-- Records shown start --

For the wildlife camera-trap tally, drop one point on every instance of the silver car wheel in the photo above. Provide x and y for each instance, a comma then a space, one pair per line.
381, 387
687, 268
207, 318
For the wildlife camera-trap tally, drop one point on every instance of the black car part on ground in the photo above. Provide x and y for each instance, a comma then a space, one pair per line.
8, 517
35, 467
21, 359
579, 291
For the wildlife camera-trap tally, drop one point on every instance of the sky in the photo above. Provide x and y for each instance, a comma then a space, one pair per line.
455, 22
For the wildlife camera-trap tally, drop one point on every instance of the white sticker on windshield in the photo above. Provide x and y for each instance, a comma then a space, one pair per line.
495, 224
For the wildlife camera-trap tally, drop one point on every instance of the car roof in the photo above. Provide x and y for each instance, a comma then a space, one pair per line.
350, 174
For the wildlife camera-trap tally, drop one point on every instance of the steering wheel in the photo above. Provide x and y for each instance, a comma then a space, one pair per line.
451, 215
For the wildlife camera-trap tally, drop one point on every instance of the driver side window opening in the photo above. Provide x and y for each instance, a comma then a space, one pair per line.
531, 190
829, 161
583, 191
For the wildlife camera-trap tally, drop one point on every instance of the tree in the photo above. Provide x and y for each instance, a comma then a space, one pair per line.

-- Records shown end --
-- Records shown start --

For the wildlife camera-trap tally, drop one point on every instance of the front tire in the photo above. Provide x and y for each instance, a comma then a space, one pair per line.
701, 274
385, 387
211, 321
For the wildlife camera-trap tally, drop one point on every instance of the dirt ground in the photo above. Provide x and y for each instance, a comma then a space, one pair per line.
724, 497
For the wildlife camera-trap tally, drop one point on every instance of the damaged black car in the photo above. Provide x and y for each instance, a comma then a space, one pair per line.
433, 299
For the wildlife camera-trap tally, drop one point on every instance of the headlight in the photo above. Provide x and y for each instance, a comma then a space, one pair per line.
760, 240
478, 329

-- Records shown end --
-- Records shown start --

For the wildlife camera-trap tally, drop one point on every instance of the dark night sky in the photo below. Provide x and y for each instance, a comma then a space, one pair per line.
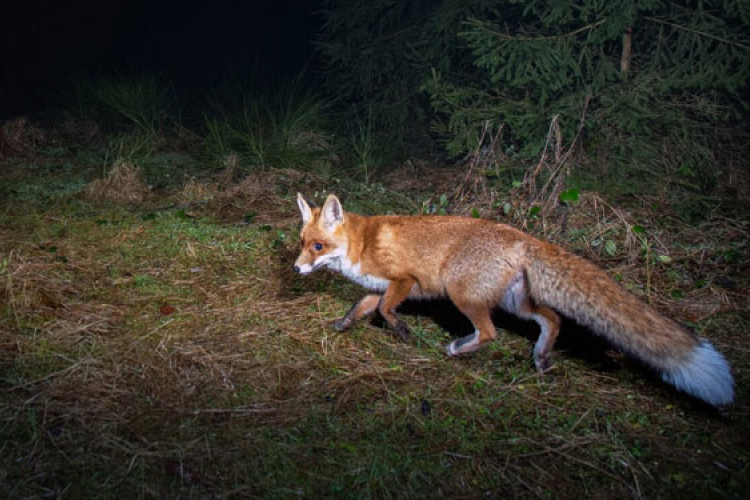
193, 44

-- Records shown end --

Work to be completed:
Which lines of the material above contain the word "opening"? Show each of those lines in full.

Completed exercise:
For the wildlife camera-trap tally, drop one point on every instance of the driver side window opening in the photo above. Provide x and y for each instance, a comma then a space, one pair per line.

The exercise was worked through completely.